(A block of data)
┌────────
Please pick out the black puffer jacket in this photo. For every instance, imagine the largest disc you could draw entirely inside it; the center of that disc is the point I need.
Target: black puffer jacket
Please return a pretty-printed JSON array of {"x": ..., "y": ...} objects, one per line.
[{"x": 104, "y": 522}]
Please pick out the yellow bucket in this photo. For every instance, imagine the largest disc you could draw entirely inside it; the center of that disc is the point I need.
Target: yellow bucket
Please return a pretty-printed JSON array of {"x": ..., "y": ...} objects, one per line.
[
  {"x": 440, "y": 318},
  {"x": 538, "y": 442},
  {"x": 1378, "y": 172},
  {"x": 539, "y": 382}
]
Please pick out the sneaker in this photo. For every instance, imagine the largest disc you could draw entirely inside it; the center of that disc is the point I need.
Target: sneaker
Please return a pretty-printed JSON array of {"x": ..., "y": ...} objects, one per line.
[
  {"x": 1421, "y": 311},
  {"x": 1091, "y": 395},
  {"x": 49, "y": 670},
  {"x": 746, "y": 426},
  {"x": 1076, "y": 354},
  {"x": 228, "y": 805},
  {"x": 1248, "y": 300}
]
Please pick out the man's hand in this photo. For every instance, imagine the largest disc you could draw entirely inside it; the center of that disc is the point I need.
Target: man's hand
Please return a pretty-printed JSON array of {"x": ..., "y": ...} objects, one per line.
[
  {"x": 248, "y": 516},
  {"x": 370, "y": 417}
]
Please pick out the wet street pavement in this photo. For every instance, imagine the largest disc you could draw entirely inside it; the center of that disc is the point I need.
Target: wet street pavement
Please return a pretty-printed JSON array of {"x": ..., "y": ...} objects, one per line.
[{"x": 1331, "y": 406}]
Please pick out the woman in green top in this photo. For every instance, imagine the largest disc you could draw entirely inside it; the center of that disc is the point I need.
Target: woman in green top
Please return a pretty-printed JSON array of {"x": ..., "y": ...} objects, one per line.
└────────
§ **REQUIRED TASK**
Render all of the records above as a Markdown table with two columns, Row and Line. Give each non-blank line its own numbered row and leave out blank lines.

§ **EXERCISE RESULT**
| Row | Line |
|---|---|
| 1 | Please pick out the black puffer jacket in this photo. For every instance, imagine the largest disc you could draw entirely inside it; the center of that disc is the point I need. |
| 2 | Target: black puffer jacket |
| 3 | Please return a pretty-printed JSON array of {"x": ..., "y": ...} objects, one per line. |
| 4 | [{"x": 104, "y": 522}] |
| 5 | Please pick out the yellow bucket in this photo. For every instance, imagine the largest disc you could draw entirely inside it; the center of that disc is the point I need. |
| 6 | Target: yellow bucket |
| 7 | Please return a pretty-printed JSON array of {"x": ..., "y": ...} objects, one per line. |
| 8 | [ |
| 9 |   {"x": 440, "y": 318}, |
| 10 |   {"x": 538, "y": 442}, |
| 11 |   {"x": 1378, "y": 172}, |
| 12 |   {"x": 539, "y": 382} |
| 13 | ] |
| 14 | Please pick out the sneaker in this photo. For every instance, imagine the largest disc you could draw entirely inside it; the center of that disc is the point I need. |
| 15 | Target: sneaker |
| 16 | Please return a pretty-printed JSON array of {"x": ..., "y": ...} objects, one per line. |
| 17 | [ |
| 18 |   {"x": 1421, "y": 311}, |
| 19 |   {"x": 1091, "y": 395}, |
| 20 |   {"x": 49, "y": 670}, |
| 21 |   {"x": 746, "y": 426}, |
| 22 |   {"x": 1076, "y": 354}, |
| 23 |   {"x": 228, "y": 805}, |
| 24 |   {"x": 1248, "y": 300} |
| 25 | ] |
| 26 | Please pick out the man's hand in this photo. For every instance, imagine the largest disc you could draw entirely inside it; the center of that disc is the point I need. |
| 27 | Target: man's hand |
| 28 | Please return a pretty-printed JSON array of {"x": ..., "y": ...} objects, one per line. |
| 29 | [ |
| 30 |   {"x": 248, "y": 516}, |
| 31 |   {"x": 370, "y": 417} |
| 32 | ] |
| 33 | Please pick out the wet street pavement in this photo. For every instance, imagine the largest disc you could draw entirely inside it; the center of that disc is the point I need. |
| 34 | Target: wet street pavement |
| 35 | Please return a pretty-printed JSON array of {"x": ..., "y": ...} objects, one per line. |
| 36 | [{"x": 1331, "y": 406}] |
| 37 | Please pick out the woman in green top in this photo. For every instance, imagine the largest disc you could draw entirely inside it; the center of that disc is the point I need. |
| 38 | Target: woman in green top |
| 39 | Please return a pretty-printed JSON array of {"x": ..., "y": ...} objects, one per line. |